Derrière le Bayern Munich, le 1. FC Nürnberg est le club le plus titré d’Allemagne avec neuf Meisterschale. Mais le dernier date de 1968 et le prochain n’est a priori pour demain puisque le Glubb se dirige tout droit vers un retour en Zweite Liga. Dans un environnement aux allures de mausolée des folies du IIIème Reich, escapade entre déprime et passion malgré tout.

Chacun le sait : un match de Bundesliga ne saurait commencer autrement que par la tournée des Biergarten. Nuremberg n’échappe pas à la règle.

Le stade est situé au milieu d’un parc, avec des lacs, de la verdure, des canards et autres palmipèdes, un endroit a priori très charmant, avec des Biergarten et des bars qui surgissent ici ou là opportunément au milieu des arbres. C’est là que se tient chaque été le festival Rock im Park, le petit frère du Rock am Ring.

Reichsparteitagsgelände

Sauf que le parc est en question, c’est l’endroit où se trouvait le Reichsparteitagsgelände, le lieu des célébrations et des grandes parades du parti nazi. Et, étonnamment, bon nombre de vestiges de ce passé honni ont été gardés intacts. Dès la sortie du S-Bahn, passé le premier Biergarten, on aperçoit, de l’autre côté du lac, la Kongresshalle, la gigantesque halle en forme de U qui devait abriter les congrès du NSDAP et qui devait pouvoir accueillir jusqu’à 50’000 personnes.

**Énoncé 1:** Recopiez fidèlement le passage du texte sur le stade de Nuremberg qui va de "Le stade est" à "Rock am Ring.".
**Énoncé 2:** Résumez en deux phrases le texte sur le stade de Nuremberg.

**Données affichées:**
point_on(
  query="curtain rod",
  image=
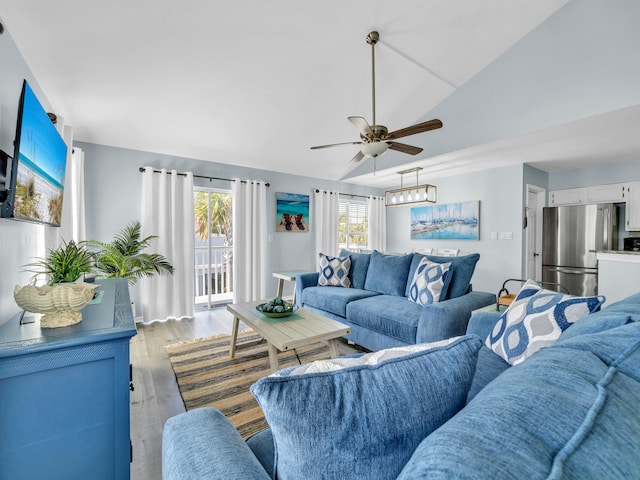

**Résultat 1:**
Le stade est situé au milieu d’un parc, avec des lacs, de la verdure, des canards et autres palmipèdes, un endroit a priori très charmant, avec des Biergarten et des bars qui surgissent ici ou là opportunément au milieu des arbres. C’est là que se tient chaque été le festival Rock im Park, le petit frère du Rock am Ring.

**Résultat 2:** Le 1. FC Nürnberg est, derrière le Bayern Munich, le club le plus titré d'Allemagne avec neuf Meisterschale, mais le dernier remonte à 1968 et l'équipe se dirige vers un retour en Zweite Liga. Son stade se trouve dans un parc avec des lacs et des Biergarten, là où se trouvait le Reichsparteitagsgelände du parti nazi, dont de nombreux vestiges, comme la Kongresshalle, ont été gardés intacts.